■ **PROBLEM TO SOLVE**: Check the listing that follows and work out how many lines include "ceiling". The reply is that number alone.
[Start of section]
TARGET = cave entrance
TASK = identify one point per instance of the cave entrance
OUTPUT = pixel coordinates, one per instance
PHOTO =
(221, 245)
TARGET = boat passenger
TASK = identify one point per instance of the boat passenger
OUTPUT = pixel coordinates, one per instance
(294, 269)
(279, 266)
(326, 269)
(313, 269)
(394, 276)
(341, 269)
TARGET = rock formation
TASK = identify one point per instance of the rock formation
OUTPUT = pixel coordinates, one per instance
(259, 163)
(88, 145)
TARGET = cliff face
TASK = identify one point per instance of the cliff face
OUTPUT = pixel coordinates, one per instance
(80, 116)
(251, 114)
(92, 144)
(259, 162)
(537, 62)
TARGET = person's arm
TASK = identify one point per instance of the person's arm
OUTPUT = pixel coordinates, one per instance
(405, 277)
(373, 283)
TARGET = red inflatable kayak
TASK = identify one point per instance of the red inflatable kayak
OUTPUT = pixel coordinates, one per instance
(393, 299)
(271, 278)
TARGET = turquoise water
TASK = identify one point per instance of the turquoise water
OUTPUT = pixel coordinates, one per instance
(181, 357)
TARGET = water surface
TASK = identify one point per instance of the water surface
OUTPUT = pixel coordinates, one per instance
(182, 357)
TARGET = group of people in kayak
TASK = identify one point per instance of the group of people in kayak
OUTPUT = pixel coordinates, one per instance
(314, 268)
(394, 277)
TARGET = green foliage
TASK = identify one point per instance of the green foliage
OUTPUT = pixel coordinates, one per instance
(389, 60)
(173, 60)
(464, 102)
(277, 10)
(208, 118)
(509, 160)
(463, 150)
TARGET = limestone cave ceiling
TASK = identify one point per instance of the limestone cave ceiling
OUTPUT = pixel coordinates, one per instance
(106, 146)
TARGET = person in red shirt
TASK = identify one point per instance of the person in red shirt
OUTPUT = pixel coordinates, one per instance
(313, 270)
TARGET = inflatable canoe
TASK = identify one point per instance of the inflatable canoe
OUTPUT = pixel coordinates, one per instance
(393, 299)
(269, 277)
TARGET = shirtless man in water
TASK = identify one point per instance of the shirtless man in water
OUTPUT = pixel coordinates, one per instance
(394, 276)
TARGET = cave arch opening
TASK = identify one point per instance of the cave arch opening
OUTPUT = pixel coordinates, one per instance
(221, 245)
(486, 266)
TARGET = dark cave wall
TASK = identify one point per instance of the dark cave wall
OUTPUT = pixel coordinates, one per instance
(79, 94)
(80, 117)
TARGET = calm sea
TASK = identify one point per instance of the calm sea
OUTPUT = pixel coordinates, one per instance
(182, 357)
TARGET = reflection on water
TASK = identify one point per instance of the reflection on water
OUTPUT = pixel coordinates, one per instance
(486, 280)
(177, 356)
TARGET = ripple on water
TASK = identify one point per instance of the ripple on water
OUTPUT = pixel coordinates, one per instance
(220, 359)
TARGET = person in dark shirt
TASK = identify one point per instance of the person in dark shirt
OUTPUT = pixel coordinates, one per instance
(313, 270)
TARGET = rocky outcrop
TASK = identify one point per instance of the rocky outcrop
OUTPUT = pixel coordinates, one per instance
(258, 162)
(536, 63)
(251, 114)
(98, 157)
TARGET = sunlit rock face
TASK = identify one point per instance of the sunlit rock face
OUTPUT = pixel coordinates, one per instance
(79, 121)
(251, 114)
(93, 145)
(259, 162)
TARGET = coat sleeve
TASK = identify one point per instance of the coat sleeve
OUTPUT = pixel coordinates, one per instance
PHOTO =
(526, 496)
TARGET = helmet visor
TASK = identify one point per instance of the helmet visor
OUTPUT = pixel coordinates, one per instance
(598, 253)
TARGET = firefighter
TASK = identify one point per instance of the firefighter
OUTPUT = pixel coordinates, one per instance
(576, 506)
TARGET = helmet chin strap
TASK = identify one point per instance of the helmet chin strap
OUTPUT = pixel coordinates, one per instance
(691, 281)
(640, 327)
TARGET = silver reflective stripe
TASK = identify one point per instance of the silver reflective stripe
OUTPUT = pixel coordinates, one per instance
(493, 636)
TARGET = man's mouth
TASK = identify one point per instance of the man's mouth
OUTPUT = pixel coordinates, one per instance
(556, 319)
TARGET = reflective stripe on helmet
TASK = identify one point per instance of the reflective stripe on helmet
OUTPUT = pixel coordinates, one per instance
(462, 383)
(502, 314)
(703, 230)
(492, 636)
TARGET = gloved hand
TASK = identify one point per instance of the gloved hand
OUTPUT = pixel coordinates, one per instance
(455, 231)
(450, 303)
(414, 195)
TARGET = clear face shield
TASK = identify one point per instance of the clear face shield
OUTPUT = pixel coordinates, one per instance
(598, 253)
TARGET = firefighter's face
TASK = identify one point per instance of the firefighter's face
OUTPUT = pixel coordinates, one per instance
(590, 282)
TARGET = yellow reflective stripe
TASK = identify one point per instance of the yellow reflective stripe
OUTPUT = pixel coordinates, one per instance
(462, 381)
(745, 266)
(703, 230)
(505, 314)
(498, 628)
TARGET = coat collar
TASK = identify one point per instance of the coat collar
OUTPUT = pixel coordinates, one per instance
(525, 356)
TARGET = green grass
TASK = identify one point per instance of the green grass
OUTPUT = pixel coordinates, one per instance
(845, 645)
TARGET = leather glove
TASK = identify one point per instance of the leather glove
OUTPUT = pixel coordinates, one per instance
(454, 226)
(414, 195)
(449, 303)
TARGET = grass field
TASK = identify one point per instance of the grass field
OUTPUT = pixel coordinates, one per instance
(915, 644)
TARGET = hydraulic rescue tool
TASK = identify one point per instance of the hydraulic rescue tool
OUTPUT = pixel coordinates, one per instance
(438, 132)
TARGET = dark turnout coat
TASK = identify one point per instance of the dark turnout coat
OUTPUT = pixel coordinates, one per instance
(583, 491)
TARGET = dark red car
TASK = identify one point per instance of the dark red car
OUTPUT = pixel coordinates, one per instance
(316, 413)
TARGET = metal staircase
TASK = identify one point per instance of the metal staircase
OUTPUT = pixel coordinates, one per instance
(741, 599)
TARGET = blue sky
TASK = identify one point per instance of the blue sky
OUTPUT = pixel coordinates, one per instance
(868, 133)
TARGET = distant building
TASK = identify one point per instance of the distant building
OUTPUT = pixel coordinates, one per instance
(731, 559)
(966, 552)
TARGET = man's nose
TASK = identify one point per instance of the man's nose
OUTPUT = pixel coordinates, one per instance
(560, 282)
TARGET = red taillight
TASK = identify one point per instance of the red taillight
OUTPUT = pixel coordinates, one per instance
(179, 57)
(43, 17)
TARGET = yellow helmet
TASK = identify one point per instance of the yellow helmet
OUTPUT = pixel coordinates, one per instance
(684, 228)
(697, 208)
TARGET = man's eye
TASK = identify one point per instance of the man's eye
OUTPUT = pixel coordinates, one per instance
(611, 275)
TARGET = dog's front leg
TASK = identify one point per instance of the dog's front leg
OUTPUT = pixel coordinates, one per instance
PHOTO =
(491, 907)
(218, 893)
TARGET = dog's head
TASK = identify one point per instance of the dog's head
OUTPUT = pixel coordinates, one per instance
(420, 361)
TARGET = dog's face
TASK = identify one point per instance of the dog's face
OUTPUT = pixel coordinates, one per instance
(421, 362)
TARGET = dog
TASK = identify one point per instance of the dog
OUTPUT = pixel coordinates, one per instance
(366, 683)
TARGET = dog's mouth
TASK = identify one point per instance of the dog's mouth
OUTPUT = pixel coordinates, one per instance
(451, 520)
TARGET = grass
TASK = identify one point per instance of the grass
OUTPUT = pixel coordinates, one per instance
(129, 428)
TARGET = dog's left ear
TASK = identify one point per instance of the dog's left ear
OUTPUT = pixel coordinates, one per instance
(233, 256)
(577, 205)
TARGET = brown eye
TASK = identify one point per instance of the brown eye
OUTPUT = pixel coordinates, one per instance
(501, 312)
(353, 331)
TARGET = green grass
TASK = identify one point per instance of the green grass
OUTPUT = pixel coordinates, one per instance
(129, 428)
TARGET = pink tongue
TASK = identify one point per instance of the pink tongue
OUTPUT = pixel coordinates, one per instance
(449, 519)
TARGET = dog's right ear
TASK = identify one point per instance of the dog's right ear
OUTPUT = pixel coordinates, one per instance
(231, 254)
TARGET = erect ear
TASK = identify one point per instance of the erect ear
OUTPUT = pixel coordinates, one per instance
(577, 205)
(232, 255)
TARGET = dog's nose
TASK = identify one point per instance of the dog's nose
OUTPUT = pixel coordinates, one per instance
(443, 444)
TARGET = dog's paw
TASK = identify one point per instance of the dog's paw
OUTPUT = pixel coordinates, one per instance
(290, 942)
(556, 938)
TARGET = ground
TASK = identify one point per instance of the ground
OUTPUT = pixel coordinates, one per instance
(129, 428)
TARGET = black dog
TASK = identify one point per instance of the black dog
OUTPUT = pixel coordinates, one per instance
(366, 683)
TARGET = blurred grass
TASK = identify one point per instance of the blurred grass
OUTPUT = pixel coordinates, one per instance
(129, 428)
[End of section]
■ **EXERCISE OUTPUT**: 2